[Coordinate annotation records]

::::::

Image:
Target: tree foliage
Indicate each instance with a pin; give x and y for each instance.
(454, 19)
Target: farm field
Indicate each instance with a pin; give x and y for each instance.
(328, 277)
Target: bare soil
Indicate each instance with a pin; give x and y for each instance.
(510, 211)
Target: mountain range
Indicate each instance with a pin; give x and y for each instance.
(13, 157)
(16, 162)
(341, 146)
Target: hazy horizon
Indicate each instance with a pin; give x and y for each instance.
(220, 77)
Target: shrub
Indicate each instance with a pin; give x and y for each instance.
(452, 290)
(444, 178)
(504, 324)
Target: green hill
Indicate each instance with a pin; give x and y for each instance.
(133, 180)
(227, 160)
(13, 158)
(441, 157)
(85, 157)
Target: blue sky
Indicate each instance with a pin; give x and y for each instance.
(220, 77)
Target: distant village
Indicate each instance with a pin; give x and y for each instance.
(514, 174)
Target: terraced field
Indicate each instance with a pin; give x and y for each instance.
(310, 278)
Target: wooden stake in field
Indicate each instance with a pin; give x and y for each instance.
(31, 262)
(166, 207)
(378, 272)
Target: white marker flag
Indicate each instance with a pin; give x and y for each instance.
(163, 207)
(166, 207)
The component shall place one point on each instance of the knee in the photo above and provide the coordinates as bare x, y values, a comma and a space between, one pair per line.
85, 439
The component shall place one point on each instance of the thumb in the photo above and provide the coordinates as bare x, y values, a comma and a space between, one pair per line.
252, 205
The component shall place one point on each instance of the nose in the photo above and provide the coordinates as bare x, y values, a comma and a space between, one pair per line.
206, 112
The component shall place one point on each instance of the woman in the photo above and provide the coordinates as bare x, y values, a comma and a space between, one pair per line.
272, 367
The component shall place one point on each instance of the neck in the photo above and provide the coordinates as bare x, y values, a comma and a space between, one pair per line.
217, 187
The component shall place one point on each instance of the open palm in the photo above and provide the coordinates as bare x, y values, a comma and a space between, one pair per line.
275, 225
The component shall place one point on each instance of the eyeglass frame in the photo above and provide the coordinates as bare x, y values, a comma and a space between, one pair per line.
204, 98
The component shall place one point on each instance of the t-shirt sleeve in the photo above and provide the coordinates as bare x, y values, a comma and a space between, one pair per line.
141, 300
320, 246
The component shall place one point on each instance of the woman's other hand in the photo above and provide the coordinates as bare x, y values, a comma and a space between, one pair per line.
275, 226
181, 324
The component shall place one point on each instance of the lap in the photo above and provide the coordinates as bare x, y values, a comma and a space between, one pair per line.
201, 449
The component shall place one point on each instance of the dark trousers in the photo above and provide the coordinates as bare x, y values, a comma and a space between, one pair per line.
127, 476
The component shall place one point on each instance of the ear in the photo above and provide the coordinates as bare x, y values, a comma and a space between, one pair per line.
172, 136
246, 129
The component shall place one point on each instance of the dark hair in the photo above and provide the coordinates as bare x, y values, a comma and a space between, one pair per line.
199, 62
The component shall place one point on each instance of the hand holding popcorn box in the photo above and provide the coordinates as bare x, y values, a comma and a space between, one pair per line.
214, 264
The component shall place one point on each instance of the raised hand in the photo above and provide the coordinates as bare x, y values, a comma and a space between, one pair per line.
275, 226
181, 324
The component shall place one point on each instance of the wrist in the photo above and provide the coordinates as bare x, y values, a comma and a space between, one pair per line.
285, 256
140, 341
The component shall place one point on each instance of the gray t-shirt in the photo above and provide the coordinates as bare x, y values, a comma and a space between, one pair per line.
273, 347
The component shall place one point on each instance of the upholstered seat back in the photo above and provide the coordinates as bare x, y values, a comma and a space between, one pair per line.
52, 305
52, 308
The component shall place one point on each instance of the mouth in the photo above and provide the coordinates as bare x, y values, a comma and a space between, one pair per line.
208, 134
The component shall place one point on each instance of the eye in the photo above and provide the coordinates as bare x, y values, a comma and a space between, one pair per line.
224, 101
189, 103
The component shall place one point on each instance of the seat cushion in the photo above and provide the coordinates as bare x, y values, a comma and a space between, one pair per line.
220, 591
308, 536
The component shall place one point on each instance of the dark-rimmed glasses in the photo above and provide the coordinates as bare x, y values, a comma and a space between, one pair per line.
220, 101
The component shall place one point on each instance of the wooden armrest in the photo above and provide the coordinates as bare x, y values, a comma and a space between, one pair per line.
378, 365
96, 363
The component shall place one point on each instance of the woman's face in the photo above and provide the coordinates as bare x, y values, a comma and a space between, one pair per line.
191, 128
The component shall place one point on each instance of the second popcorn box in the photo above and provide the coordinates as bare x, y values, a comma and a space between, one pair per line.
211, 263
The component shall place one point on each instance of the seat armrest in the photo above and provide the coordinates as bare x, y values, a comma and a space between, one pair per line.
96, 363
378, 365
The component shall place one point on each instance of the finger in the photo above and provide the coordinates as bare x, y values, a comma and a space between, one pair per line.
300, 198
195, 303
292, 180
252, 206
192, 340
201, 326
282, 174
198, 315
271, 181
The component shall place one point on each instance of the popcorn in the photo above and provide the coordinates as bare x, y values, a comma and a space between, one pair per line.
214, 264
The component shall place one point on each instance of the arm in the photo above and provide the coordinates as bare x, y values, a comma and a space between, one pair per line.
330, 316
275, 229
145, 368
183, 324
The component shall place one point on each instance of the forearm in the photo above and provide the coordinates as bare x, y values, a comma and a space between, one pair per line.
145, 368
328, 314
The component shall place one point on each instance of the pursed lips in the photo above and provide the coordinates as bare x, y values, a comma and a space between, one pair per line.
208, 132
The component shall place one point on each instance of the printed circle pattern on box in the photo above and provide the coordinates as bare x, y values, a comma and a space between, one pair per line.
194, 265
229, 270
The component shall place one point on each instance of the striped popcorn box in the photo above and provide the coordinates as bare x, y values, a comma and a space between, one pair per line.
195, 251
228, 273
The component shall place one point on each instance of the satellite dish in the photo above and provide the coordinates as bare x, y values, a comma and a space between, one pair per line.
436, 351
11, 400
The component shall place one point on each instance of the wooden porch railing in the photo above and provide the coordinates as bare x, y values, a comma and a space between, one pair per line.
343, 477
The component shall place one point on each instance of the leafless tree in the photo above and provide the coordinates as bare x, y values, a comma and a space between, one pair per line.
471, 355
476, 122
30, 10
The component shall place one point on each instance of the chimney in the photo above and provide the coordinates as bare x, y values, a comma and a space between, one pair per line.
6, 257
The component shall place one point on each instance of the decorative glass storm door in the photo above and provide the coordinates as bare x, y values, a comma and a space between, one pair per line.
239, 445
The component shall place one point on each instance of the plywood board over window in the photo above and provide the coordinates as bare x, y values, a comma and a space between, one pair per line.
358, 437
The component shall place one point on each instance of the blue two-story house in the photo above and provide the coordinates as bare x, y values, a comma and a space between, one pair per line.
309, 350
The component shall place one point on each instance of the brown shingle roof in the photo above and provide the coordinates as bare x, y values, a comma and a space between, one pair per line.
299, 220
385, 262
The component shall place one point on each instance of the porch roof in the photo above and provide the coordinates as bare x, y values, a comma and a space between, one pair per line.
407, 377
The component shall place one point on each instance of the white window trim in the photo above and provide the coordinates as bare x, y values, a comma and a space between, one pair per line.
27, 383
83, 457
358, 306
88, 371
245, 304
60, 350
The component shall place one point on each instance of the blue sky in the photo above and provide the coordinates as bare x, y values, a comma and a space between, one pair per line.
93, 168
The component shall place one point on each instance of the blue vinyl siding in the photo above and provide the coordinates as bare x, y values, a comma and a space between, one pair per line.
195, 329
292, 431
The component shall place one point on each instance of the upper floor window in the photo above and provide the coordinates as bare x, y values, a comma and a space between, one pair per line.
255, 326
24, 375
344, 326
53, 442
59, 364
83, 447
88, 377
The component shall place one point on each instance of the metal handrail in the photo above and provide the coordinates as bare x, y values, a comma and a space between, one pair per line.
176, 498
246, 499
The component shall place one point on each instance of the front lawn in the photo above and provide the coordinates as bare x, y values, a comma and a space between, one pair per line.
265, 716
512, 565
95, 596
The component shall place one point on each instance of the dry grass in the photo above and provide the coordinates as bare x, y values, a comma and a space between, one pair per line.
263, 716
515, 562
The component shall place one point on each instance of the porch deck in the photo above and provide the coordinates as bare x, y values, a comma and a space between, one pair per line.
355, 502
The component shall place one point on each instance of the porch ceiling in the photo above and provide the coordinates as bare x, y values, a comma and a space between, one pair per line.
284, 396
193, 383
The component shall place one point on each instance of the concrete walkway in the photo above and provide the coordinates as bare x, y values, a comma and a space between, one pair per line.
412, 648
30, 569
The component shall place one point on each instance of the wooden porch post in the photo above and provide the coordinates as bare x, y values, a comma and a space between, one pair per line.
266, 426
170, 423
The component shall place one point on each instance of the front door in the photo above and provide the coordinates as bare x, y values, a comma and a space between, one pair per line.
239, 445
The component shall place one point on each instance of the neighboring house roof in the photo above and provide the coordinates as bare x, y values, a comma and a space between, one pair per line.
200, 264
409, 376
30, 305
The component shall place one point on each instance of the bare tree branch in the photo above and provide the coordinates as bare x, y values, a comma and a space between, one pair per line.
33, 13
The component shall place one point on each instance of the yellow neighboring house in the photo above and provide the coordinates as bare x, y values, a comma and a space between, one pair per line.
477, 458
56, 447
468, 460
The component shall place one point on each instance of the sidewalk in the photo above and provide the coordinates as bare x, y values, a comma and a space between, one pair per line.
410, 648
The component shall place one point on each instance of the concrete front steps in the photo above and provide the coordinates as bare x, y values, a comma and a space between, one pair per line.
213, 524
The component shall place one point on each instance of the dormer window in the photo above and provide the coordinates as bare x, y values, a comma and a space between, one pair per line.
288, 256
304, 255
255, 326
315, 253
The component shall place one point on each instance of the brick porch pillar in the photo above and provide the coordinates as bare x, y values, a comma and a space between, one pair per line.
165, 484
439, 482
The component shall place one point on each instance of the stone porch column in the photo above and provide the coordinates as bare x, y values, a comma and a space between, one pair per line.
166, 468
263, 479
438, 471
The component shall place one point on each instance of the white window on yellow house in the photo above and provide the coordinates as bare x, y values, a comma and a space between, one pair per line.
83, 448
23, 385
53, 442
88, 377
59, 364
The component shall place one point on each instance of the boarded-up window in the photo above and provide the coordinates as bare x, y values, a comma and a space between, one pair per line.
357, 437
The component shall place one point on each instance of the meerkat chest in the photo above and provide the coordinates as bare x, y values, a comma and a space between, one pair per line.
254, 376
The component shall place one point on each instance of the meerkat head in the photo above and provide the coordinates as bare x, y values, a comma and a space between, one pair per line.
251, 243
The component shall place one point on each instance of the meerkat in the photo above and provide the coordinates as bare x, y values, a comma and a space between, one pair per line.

::::::

Problem:
Retype, exactly and only, the lines running from the one with "of the dormer" through the final line of the listing above.

Answer to this problem:
The component shall place one point on each instance of the dormer window in the photo above and provide the coordinates as bare x, y values, a comma and a space between, one pair per line.
288, 256
304, 255
255, 326
315, 253
The component shall place one point on each instance of the brick porch pillar in the photo above and provide the coordinates as bare x, y values, a comma and a space between, one pair per line.
165, 484
439, 482
The component shall place one point on each instance of the stone porch column in the photo above and provide the coordinates as bare x, y values, a comma and a space between, one pair per line.
166, 468
263, 479
438, 471
The component shall place one point on each instance of the white window on yellow house in the photo above and provide the coordinates as bare x, y values, a comma and a space between, one pair per line.
83, 448
23, 385
53, 442
88, 377
59, 364
The component shall place one point on each instance of the boarded-up window in the photo above and provide the coordinates as bare x, y values, a comma and a space between, one pair per line.
357, 437
The component shall place one point on each instance of the meerkat chest in the photo above and provide the coordinates as bare x, y values, a comma and a space between, one pair per line.
254, 376
The component shall place one point on each instance of the meerkat head in the photo above and provide the coordinates as bare x, y values, a comma and a space between, one pair per line.
251, 243
The component shall place one point on each instance of the meerkat in the photo above and provide the coordinates as bare x, y values, a comma and a space between, one pair per line.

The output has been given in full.